Copy the data below exactly, omitting any picture it contains.

• **Coordinate labeling data**:
>>
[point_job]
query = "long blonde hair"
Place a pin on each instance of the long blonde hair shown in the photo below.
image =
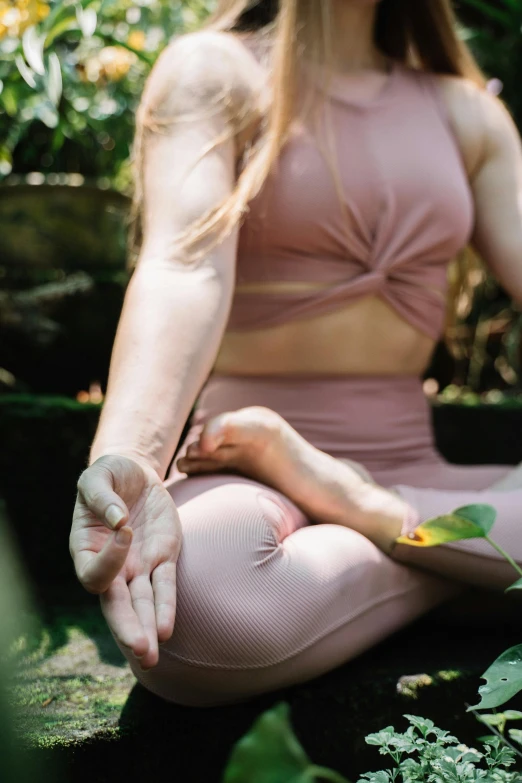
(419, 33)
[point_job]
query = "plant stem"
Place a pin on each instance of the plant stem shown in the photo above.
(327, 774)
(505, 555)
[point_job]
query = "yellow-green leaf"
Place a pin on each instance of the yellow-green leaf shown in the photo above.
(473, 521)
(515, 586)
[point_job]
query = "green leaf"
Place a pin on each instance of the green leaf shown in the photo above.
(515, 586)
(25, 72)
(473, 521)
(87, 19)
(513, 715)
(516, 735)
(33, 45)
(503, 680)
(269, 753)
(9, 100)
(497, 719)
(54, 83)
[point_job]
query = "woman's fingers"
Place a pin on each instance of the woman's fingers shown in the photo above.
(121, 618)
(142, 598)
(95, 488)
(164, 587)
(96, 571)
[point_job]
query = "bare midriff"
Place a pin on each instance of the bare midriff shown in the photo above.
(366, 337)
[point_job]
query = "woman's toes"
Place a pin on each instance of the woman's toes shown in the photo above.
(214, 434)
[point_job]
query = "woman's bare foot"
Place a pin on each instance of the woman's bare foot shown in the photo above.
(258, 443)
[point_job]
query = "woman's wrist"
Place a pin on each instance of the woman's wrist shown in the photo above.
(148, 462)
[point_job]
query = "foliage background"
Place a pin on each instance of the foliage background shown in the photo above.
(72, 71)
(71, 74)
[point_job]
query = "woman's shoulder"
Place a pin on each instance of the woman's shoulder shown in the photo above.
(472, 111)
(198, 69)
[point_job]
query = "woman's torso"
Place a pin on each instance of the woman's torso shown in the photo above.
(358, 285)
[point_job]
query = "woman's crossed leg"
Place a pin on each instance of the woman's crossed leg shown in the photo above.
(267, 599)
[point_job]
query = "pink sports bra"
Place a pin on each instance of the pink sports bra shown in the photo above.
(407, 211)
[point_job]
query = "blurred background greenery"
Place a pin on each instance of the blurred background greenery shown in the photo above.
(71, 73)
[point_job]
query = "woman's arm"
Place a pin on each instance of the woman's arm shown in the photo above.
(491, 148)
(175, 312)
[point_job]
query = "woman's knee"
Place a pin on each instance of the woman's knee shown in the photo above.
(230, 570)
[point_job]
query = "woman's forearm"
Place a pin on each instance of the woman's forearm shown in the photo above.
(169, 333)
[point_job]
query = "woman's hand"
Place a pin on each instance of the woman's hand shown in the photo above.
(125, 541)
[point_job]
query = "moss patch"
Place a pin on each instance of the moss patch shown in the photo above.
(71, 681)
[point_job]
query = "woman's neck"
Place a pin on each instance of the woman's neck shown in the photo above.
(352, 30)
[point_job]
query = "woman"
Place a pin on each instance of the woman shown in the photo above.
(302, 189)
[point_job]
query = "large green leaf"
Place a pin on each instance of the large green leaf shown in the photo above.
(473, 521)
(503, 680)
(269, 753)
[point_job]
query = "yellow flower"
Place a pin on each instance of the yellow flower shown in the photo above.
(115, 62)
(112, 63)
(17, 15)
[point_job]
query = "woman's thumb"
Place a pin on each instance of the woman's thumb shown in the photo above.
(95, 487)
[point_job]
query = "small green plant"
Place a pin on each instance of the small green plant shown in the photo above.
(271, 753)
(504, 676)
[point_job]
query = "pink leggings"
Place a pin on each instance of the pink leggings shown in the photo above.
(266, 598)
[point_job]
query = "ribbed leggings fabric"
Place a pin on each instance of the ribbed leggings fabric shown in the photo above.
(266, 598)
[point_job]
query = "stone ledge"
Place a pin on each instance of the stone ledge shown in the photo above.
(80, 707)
<<
• **Solved exercise**:
[point_job]
query = "long blonde hair"
Place a pin on each instance of the long blonde hair shown in the photo below.
image =
(419, 33)
[point_job]
query = "plant stem"
Place a pin on each instance of the plant stem shown in the photo above.
(327, 774)
(505, 555)
[point_job]
query = "yellow-green leaf"
Place a pin on each instance of the yellow-green leaf shown in the photo above.
(473, 521)
(515, 586)
[point_job]
query = "green leaf"
Place a pin on each instance of the green leaf shown in the photo above.
(515, 586)
(25, 72)
(473, 521)
(87, 19)
(513, 715)
(516, 735)
(33, 45)
(503, 680)
(269, 753)
(9, 100)
(497, 719)
(54, 83)
[point_job]
query = "woman's fingers"
Place a pin on each instance of the woman's fingers shown in the photo above.
(121, 618)
(142, 598)
(95, 488)
(164, 587)
(96, 571)
[point_job]
query = "bare midriff"
Place a pin on each instance of the bare midriff shown in the photo above.
(366, 337)
[point_job]
query = "woman's toes"
Place a pin on each instance of the woman's toes shown in the photo above.
(214, 434)
[point_job]
query = "woman's bare foot"
Place a pin on each instance of the woman's bare foot shown in the photo above.
(258, 443)
[point_job]
query = "woman's wrist"
Place a pin on each instance of the woman's wrist shown in the photo above.
(148, 462)
[point_job]
query = "foliage background"
Place a pin on each instance of the foliage background shown in the photo above.
(72, 71)
(71, 74)
[point_job]
query = "woman's shoulder"
Place a pin on each instance of the woman's shoulder shown in the photo above.
(472, 111)
(198, 69)
[point_job]
query = "woman's torso"
Place a pin on each instance of the woman's torso shown in the photo above.
(358, 285)
[point_job]
query = "woman's crossed leg"
Place a pin on each instance of the woman's crossed leg shown in the photo above.
(267, 599)
[point_job]
query = "pink sports bra"
Place a pin on each instance of the pink sports bra shown in the photo above.
(407, 211)
[point_job]
query = "blurred background greenery"
Place a pin on each instance of the blurred background greenery shown in the photo above.
(71, 73)
[point_job]
query = "woman's arm"
Place a pin on each instance of the woman's arm shown in the photo above.
(491, 148)
(175, 312)
[point_job]
query = "woman's knee"
Place a pin on each instance of the woman's knee shown in the photo above.
(230, 570)
[point_job]
query = "woman's forearm"
Place a pin on each instance of the woman's forearm shown in the photo above.
(169, 333)
[point_job]
query = "woman's hand"
Place a pin on each instance of the woman's hand shown in the photo above.
(125, 541)
[point_job]
query = "moss patch"
Place a pin on each instance of the moss patch shown in the photo above.
(71, 681)
[point_job]
query = "woman's neck"
Place a pin on each instance of the woman's neck shown in the photo above.
(352, 30)
[point_job]
query = "woman"
Place a pin on each instance of the woman shown in the photo above.
(302, 189)
[point_job]
query = "large green leaf"
Place a pin on each instance of the large green leaf shown in the photo above.
(473, 521)
(503, 680)
(269, 753)
[point_job]
query = "yellow flower"
Place a pin on each instance of the yellow flower shown in the photo above.
(115, 62)
(112, 63)
(17, 15)
[point_job]
query = "woman's thumb"
Place a pin on each instance of the woman's thumb shown in the photo above.
(95, 487)
[point_job]
query = "small green plant"
Place a pin on each instance of the small green plant shown in the photo above.
(271, 753)
(504, 676)
[point_job]
query = "pink leggings"
Place a pin on each instance of the pink leggings shown in the photo above.
(266, 598)
[point_job]
query = "ribbed leggings fabric"
Place a pin on each instance of the ribbed leggings fabric shown in the photo above.
(266, 598)
[point_job]
query = "stone ledge"
Place a pin on each instance of the stone ledge shown in the photo above.
(80, 707)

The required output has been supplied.